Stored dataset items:
........
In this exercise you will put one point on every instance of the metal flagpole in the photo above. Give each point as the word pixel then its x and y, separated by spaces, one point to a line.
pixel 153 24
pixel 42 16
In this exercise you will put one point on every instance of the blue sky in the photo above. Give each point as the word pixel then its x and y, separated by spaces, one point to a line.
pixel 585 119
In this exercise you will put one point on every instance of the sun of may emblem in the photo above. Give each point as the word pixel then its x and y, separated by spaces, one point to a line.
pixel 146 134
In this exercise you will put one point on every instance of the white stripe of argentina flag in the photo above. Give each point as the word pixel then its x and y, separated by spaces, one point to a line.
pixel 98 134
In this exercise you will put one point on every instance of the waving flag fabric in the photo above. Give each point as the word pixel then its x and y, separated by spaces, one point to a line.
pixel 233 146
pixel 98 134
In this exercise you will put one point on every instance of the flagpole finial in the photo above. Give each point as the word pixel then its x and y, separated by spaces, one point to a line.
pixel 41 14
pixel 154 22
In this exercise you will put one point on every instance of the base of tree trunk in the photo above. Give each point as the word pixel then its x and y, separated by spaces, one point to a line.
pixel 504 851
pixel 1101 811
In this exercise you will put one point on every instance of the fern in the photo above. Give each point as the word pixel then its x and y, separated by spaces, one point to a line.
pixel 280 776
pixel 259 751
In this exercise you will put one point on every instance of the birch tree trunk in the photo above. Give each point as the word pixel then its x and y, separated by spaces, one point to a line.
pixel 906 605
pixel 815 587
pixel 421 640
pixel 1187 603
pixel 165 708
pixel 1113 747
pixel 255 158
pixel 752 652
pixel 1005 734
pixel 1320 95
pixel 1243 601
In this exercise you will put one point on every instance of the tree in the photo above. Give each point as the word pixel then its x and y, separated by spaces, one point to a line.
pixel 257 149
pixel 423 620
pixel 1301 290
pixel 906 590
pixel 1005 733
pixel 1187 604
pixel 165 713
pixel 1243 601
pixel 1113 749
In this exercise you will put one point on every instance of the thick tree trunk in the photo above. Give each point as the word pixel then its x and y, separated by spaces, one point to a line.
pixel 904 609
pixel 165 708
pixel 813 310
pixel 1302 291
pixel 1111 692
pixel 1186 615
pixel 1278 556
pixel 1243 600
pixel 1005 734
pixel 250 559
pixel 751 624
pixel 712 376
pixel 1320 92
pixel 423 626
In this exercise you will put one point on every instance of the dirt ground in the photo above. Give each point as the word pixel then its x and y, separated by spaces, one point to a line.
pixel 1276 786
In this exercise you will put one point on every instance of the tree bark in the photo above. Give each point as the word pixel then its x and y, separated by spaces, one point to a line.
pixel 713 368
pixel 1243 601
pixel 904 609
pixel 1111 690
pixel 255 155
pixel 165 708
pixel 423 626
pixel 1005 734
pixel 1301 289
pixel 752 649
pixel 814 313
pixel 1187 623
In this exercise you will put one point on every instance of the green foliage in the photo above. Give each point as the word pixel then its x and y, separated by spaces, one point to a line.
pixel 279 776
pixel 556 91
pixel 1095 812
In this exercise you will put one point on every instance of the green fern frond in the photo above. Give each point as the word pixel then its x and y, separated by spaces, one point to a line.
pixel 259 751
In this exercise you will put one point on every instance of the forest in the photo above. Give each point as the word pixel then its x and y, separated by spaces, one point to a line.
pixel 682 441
........
TASK DIRECTIONS =>
Retype all the records above without changing a word.

COMPLETED TASK =>
In this exercise you will put one point on every instance of the metal flagpole in the photo above. Give each point as the word pixel then its x and y, separated by spaces, one point to a line.
pixel 153 24
pixel 42 16
In this exercise you will put one point on every instance of the blue sky in the photo above. Give each point as the word pixel then its x and y, separated by spaces, one point to a line.
pixel 585 119
In this exercise you will put one point on every instance of the sun of may emblem in the photo above. Give each point as the word pixel then its x and y, separated by spaces, one point to a line.
pixel 146 134
In this exercise you will put one point on every instance of the white stripe of argentina flag in the photo above. Give each point as the word pixel then its x and y, separated by spaces, one point to a line.
pixel 98 134
In this exercise you will put one point on every instance of the waving flag fabric in the photo above. Give each point as the word pixel then its x and y, separated by spaces, one point to a line.
pixel 233 146
pixel 98 134
In this exercise you will put one point on every instance of the flagpole finial in the photo above. Give each point as the word pixel then its x and y, separated by spaces, one point to a line.
pixel 41 14
pixel 154 22
In this exercise you will put one point on every instance of the base of tree trunk in the photo above. Give each point as the word pixel then its x and y, separated by spaces, one point to a line.
pixel 504 851
pixel 1101 811
In this exercise you will put one point on every instance of the fern in the photo above. Give each point as the word pixel then its x and y, separated by spaces, one point to a line.
pixel 280 776
pixel 259 751
In this exercise you will put one point on every instance of the birch tree trunk in the photo above. Give each point as the word pixel then its x and y, separated by spaces, one point to a line.
pixel 906 605
pixel 815 587
pixel 421 640
pixel 1187 603
pixel 165 708
pixel 1113 747
pixel 255 158
pixel 752 652
pixel 1005 734
pixel 1320 95
pixel 1243 601
In this exercise you will put one point on every instance of the tree in the photo above. Give each point as the word pixel then its x and y, separated by spaces, one point to a line.
pixel 257 149
pixel 423 620
pixel 1301 290
pixel 906 590
pixel 1005 733
pixel 1187 604
pixel 165 713
pixel 1243 601
pixel 1113 749
In this exercise you will put one point on every instance of the thick tree trunk in the photo above. Give each point as the word pixel then its x and y, separated by spaces, one point to a line.
pixel 904 609
pixel 165 708
pixel 813 310
pixel 1302 291
pixel 1111 692
pixel 1186 615
pixel 1278 556
pixel 1243 600
pixel 1005 734
pixel 250 559
pixel 751 624
pixel 712 376
pixel 1320 92
pixel 423 626
In this exercise you will put one point on every instance of the dirt ground in the photo above. Give each point as the word pixel then its x and y, separated by spaces, one point to a line.
pixel 1276 786
In this exercise you will put one point on every instance of the tree bark in the photo above. Give each point as the word pixel then its x and y, separated by spaces, one point to a line.
pixel 713 368
pixel 1243 601
pixel 904 609
pixel 1111 690
pixel 255 155
pixel 165 708
pixel 423 626
pixel 1005 734
pixel 1301 289
pixel 752 649
pixel 814 313
pixel 1187 623
In this exercise you will put one point on every instance of the green foliage in the photo above. Give each point as the word pixel then its x and y, separated by spaces, one point to a line.
pixel 279 776
pixel 556 91
pixel 1095 812
In this exercise you will put one point on every instance of the green fern frond in the photo above. Give each point as the word pixel then its x and y, separated by spaces, one point to a line.
pixel 259 751
In this exercise you will put one point on every instance of the forest in the photo above. Give each point as the word pixel then its x and y, separated by spaces, one point to a line.
pixel 682 441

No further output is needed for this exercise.